[Records from a dataset]

·····

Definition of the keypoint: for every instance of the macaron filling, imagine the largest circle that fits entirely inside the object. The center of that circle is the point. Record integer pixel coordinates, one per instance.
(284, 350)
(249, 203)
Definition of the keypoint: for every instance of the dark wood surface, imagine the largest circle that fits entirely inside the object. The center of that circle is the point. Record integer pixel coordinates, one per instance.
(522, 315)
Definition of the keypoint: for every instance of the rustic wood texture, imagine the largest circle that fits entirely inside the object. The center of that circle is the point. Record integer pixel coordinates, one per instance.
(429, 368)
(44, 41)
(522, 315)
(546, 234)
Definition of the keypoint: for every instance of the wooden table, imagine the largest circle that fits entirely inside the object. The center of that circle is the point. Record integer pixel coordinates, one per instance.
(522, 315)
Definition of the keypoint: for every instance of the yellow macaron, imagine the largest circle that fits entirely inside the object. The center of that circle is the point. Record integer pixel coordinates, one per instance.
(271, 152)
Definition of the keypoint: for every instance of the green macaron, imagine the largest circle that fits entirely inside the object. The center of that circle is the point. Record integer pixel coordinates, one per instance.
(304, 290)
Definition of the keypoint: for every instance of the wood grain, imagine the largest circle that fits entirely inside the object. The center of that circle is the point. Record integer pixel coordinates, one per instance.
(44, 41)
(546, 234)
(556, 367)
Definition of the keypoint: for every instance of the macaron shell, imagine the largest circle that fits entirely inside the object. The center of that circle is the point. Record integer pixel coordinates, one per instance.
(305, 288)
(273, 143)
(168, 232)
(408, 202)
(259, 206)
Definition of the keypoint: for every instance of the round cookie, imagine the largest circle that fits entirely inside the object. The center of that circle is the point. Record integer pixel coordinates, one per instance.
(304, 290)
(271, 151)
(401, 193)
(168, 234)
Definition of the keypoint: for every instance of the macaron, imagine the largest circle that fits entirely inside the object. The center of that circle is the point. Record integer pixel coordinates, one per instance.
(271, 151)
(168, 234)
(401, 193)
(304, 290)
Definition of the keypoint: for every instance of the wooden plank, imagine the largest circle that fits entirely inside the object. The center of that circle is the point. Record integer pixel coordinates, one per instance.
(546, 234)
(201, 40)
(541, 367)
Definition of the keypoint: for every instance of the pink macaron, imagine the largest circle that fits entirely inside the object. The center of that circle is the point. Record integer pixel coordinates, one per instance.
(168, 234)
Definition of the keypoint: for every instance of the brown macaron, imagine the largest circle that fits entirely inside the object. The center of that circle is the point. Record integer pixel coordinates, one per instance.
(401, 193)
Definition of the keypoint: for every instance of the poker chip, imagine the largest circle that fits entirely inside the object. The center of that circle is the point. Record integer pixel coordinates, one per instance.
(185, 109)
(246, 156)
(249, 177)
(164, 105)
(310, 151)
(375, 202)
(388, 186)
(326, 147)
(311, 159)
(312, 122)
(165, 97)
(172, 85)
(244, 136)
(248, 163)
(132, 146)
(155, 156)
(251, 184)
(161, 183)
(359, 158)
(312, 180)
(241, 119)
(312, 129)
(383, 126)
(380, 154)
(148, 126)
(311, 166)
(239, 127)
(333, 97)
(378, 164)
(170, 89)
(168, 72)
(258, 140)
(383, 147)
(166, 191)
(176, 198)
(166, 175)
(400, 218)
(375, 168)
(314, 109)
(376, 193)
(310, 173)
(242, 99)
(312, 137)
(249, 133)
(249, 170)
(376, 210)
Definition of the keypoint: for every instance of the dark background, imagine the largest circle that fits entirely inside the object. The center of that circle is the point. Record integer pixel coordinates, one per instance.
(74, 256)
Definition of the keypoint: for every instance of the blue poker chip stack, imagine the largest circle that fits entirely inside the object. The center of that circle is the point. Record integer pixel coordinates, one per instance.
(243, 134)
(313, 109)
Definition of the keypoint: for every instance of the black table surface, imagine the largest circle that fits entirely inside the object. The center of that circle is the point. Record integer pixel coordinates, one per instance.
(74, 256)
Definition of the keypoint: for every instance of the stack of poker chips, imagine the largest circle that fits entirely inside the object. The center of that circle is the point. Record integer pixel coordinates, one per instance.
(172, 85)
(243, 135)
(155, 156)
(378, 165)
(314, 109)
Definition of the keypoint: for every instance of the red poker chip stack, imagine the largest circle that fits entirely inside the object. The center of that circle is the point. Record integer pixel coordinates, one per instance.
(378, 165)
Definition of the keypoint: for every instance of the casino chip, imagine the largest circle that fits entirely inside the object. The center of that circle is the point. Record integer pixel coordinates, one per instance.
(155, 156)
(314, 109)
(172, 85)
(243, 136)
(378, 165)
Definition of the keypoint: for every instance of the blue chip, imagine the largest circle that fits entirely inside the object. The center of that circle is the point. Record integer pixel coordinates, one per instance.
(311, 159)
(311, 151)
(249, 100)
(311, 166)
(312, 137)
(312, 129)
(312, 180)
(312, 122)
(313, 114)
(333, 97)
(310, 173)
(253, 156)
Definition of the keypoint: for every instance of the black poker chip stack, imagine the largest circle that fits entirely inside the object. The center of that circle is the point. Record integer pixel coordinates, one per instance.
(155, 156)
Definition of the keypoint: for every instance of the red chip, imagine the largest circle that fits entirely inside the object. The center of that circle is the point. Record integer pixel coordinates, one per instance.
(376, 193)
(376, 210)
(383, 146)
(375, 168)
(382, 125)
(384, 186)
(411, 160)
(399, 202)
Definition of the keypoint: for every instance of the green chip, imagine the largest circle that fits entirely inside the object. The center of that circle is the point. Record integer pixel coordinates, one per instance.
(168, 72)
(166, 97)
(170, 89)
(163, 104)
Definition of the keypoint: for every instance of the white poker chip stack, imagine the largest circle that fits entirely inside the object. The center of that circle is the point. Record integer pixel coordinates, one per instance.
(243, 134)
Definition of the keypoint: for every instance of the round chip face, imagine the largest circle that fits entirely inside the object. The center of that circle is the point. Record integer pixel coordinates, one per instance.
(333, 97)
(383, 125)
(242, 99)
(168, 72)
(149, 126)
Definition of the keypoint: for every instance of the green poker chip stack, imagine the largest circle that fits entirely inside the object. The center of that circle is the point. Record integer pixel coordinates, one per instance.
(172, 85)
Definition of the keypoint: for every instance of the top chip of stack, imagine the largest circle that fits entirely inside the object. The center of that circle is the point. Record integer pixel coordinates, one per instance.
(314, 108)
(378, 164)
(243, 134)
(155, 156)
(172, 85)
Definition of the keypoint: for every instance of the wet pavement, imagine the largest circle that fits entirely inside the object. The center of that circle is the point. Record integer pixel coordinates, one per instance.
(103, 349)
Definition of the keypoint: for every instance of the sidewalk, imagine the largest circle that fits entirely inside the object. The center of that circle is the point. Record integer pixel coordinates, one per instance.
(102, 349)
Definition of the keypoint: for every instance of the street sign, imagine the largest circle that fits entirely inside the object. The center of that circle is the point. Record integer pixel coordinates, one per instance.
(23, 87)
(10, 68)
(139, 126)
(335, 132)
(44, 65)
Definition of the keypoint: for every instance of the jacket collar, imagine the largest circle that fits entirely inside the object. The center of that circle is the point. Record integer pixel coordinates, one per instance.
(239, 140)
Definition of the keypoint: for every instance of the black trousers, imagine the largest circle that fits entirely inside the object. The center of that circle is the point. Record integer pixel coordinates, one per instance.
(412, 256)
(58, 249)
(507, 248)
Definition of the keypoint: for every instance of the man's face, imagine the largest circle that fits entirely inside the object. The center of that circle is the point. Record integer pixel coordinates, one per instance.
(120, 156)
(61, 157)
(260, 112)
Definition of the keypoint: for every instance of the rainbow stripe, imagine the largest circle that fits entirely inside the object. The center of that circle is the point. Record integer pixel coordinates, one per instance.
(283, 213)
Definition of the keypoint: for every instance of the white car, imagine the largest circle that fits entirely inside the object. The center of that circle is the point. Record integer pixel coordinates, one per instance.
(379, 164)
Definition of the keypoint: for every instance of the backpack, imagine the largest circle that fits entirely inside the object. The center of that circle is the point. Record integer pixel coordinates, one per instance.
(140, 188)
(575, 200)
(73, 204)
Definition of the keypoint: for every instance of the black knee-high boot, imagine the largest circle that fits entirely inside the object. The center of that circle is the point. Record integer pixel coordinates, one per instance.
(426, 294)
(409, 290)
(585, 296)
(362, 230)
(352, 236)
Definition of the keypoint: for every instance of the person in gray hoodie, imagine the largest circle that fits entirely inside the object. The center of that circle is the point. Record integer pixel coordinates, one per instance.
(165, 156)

·····

■ EXERCISE REQUIREMENTS ■
Your answer must be the line holding "the backpack, imagine" plus every later line to the end of the records, copied exactly.

■ RESPONSE AREA ■
Definition of the keypoint: for every instance of the backpack, imagine the largest circle that fits entirely inside the object. The center of that circle is the point. Record integer pixel coordinates, one per instance.
(140, 188)
(575, 200)
(73, 204)
Definition of the keypoint: for every instance of the black knee-high boot, imagine the largest circle that fits entirely inside the object. The center of that circle is the point. Record integer pixel coordinates, one per instance.
(426, 294)
(409, 290)
(585, 296)
(362, 230)
(352, 236)
Definition of the keypoint: for every instance of the person in gray hoodie, imagine the largest circle that fits entirely inside the object. The center of that circle is the point. Record integer pixel coordinates, one per instance.
(165, 156)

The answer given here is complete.